Brief A
From the MacTok paper summary, list each discrete tokenizer method named in parentheses.
Brief B
Write the next section of the MacTok paper summary, following on from its "Core Idea" paragraph.

::: Quoted passage

MacTok: Robust Continuous Tokenization for Image Generation¶

Conference: CVPR 2026
Paper: CVF Open Access
Code: None
Area: Image Generation / Visual Tokenizer
Keywords: Continuous tokenizer, posterior collapse, image masking, representation alignment, KL-VAE

TL;DR¶

MacTok addresses the posterior collapse issue of KL-VAE continuous tokenizers under high compression ratios using three strategies: masking on image tokens, DINOv2-guided semantic masking, and global/local representation alignment. With only 64/128 1D tokens, it achieves (near) state-of-the-art generation quality on ImageNet: 256→256 gFID of 1.44 and 512→512 gFID of 1.52.

Background & Motivation¶

Background: Modern visual generation methods (diffusion, flow matching, autoregressive) compress images into a compact latent space before modeling, a step accomplished by image tokenizers. Tokenizers are divided into discrete methods (VQ-VAE / VQ-GAN / TiTok) which use a finite codebook and suffer from quantization errors, and continuous methods (KL-VAE / SD-VAE / MAR-VAE) that regularize a smooth continuous latent space using a Gaussian prior and KL divergence to achieve smoother representations.

Limitations of Prior Work: When the number of tokens is aggressively reduced, continuous methods are highly prone to posterior collapse. A strong KL regularization pushes the posterior distribution toward isotropic Gaussian priors, causing the encoder to stop embedding useful information. Consequently, the decoder relies entirely on prior-based guessing, degrading both reconstruction and generation quality. The authors frequently observed this collapse in their own implementation of KL-VAE under high compression.

Key Challenge: There is an inherent trade-off between compression efficiency (fewer tokens) and generation quality (information preservation). Existing solutions primarily rely on KL weight scheduling (KL annealing or manual parameter tuning). This requires meticulous parameter search and only delays the collapse instead of resolving latent degradation fundamentally.

Goal: To prevent continuous tokenizers from collapsing while preserving semantic information under extremely low token counts (such as 64 or 128), without relying on fragile parameter tuning.

Key Insight: The essence of posterior collapse is the depletion of mutual information between the input and the latent space by the KL penalty. To preserve mutual information, the model must be forced to rely on the latent variables to reconstruct the input. Drawing inspiration from masked representation learning (like MAE), the authors force the tokenizer to reconstruct complete images from corrupted images. Consequently, the latent variables must carry the information necessary for reconstruction. Crucially, the authors discover that masking must be applied to image tokens rather than latent tokens (masking the latter only delays collapse before eventually failing).

Core Idea: Instead of fragile KL weight tuning, this work fundamentally prevents collapse by applying "image masking (random + DINO-guided semantic masking) to force information flow through the latent" combined with "global/local representation alignment with DINOv2 features to structure the latent space."

::::::
::: Information supplied

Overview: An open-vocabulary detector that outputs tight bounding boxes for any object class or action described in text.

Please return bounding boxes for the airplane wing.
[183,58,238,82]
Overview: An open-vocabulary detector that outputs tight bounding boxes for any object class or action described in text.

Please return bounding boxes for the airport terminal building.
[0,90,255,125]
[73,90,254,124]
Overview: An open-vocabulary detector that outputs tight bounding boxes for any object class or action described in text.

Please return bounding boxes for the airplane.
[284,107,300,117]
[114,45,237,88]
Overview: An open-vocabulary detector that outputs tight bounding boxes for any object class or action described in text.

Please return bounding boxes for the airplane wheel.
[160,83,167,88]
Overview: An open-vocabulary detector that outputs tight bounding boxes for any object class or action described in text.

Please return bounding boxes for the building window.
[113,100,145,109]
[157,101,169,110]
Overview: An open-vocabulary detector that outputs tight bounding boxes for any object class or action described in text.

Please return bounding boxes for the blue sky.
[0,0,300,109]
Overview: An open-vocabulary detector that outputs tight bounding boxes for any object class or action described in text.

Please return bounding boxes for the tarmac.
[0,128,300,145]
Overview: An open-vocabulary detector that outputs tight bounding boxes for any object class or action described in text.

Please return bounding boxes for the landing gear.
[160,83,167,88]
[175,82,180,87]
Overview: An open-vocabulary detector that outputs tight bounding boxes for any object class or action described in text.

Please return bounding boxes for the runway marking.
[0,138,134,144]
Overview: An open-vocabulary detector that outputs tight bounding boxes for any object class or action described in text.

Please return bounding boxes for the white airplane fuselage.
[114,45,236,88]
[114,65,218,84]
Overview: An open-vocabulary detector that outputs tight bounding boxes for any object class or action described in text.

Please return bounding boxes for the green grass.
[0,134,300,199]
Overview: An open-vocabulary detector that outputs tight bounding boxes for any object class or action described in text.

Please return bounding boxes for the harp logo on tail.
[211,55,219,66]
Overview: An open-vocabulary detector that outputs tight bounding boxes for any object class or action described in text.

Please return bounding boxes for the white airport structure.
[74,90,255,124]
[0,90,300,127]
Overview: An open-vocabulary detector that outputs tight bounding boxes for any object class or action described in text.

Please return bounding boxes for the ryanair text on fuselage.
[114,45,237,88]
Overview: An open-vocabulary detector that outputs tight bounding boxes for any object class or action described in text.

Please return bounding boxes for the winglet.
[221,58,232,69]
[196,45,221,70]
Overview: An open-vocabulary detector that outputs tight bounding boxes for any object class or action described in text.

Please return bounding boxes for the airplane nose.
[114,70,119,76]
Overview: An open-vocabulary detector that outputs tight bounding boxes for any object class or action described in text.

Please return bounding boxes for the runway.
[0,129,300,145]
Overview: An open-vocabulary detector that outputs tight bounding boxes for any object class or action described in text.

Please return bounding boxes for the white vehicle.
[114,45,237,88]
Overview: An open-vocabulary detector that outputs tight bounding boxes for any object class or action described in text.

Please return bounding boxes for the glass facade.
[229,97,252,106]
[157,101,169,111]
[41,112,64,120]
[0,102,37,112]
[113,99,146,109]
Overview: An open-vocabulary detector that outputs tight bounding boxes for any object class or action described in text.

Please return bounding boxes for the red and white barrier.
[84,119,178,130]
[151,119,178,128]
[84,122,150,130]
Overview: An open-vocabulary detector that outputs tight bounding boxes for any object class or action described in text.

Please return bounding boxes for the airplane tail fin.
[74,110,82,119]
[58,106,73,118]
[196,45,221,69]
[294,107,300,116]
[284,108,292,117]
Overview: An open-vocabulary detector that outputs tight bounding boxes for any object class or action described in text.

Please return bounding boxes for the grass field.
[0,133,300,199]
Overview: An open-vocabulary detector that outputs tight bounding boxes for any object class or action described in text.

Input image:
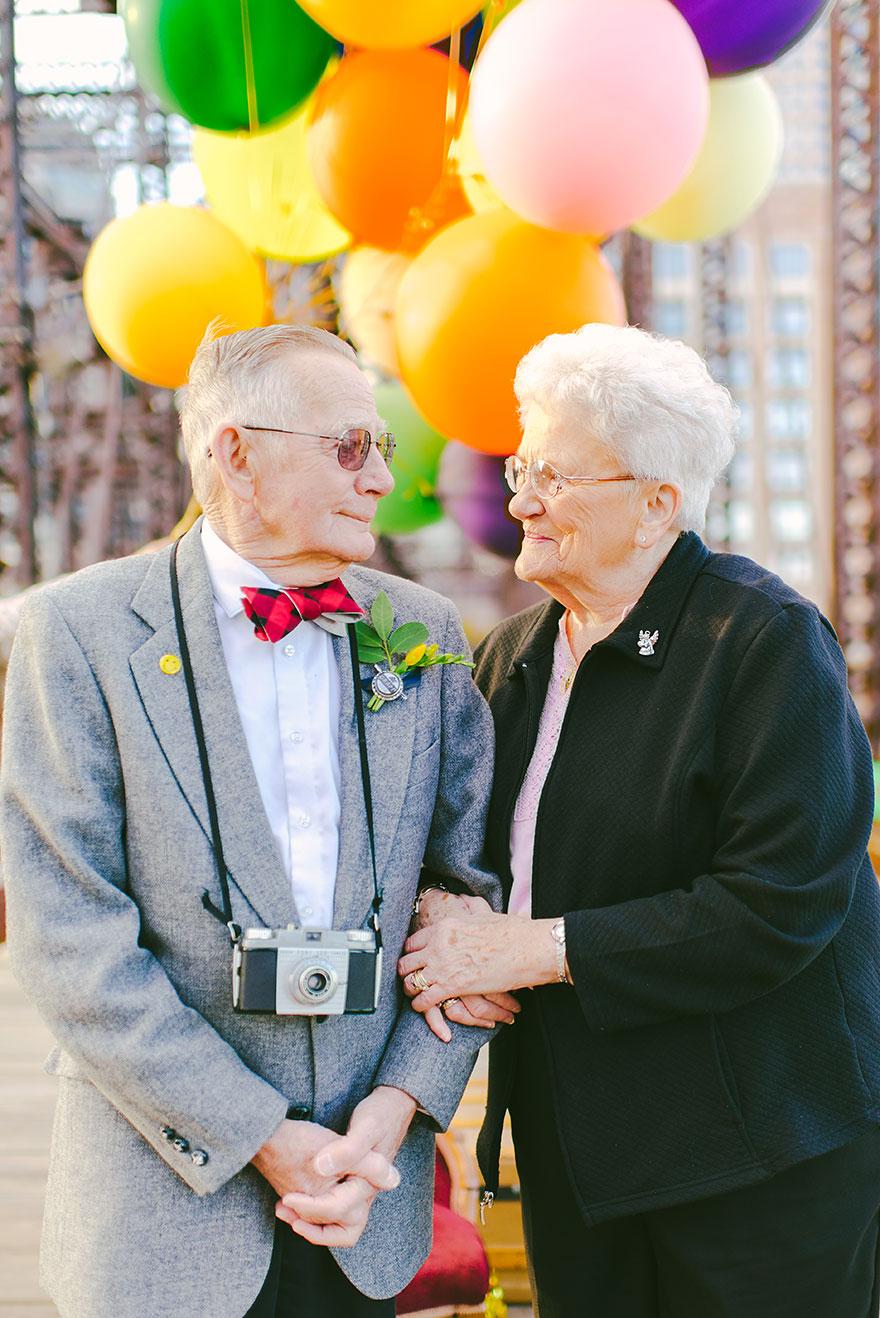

::::::

Written answer A
VQ-VAE, VQ-GAN, TiTok

Written answer B
Method¶

Overall Architecture¶

MacTok is a 1D continuous tokenizer. The encoder patches the input image into image tokens, prepends a set of learnable latent tokens, and processes them through a ViT encoder. The outputs corresponding to the latent tokens are extracted as the latent representation \(\hat z\in\mathbb{R}^{L\times Z}\) (where \(L\)=64 or 128) and modeled as continuous variables regularized by a Gaussian prior and KL divergence. The decoder concatenates the sampled \(\hat z\) with reconstruction tokens and decodes them via a ViT decoder to reconstruct the original image. Along this backbone, MacTok introduces two key designs to prevent collapse: applying a mask to the image tokens prior to encoding (with a 50% probability of either random masking or DINO-guided semantic masking) to force the latent space to reconstruct the image from partial inputs, and aligning the latent representations with DINOv2 features globally and locally as an auxiliary regularization. The training objective is a compound loss involving reconstruction, perceptual, adversarial, KL, and representation alignment.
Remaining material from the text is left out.